▸ What you need to do: Return the text of every row below verbatim, leaving out the pictures.

▸ Listed entries:
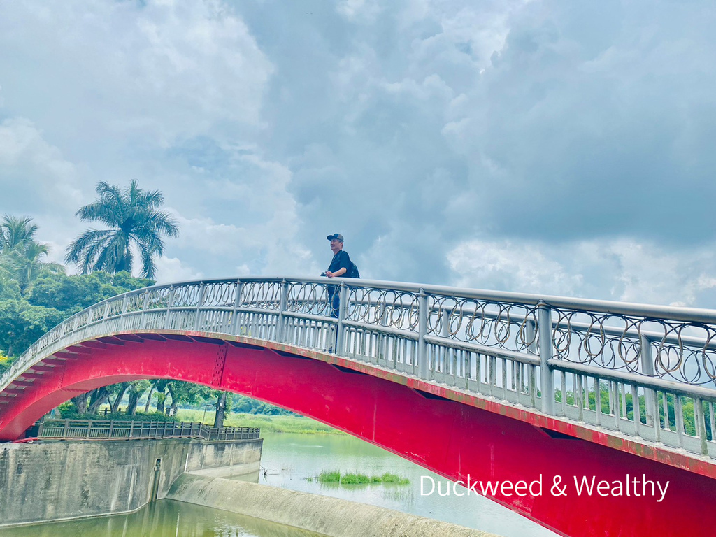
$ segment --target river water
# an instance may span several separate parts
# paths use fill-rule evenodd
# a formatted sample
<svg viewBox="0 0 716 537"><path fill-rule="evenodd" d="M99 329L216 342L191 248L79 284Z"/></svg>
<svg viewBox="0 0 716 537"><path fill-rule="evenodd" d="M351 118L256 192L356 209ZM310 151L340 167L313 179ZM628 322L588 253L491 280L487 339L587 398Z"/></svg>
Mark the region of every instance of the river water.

▸ Reply to the exercise:
$ segment --target river water
# an instance may span several separate parts
# paths use fill-rule evenodd
# a formatted sample
<svg viewBox="0 0 716 537"><path fill-rule="evenodd" d="M99 329L216 342L191 248L79 284Z"/></svg>
<svg viewBox="0 0 716 537"><path fill-rule="evenodd" d="M351 118L256 192L356 209ZM310 151L340 167L313 179ZM628 322L588 253L491 280L487 339L587 398Z"/></svg>
Mark the region of every instance of the river water.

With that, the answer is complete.